What you should do -
From the records below, count the lines containing the word "photo" and give only that number.

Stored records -

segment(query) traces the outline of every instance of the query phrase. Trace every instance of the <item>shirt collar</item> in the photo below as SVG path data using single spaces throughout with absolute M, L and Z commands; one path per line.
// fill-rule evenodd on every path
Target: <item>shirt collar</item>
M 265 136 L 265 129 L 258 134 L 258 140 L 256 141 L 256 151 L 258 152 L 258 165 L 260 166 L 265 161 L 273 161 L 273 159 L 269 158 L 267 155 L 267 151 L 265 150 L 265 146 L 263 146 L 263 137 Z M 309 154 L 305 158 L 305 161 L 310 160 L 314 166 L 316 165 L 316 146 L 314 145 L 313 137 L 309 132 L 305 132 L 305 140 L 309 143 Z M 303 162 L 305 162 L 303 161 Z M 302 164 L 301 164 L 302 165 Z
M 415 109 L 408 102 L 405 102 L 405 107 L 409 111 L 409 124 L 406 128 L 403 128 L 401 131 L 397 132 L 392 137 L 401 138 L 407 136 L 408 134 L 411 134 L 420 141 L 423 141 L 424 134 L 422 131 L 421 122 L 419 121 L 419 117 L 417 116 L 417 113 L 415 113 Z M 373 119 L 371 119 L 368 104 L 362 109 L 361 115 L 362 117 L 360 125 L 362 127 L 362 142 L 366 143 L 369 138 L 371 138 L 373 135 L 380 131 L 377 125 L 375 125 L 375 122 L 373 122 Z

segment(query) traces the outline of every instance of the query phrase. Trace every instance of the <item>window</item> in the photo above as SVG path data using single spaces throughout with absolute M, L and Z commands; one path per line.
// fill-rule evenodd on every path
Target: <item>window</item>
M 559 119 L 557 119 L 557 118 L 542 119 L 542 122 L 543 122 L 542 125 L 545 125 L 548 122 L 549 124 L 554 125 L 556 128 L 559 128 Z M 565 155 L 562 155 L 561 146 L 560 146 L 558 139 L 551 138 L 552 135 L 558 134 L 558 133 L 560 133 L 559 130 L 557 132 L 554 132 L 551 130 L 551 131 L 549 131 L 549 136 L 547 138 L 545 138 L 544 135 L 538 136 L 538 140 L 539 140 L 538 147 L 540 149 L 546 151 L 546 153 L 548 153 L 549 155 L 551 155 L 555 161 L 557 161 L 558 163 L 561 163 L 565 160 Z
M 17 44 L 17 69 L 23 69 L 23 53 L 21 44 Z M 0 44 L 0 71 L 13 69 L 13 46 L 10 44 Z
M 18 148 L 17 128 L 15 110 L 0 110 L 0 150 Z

Solution to this task -
2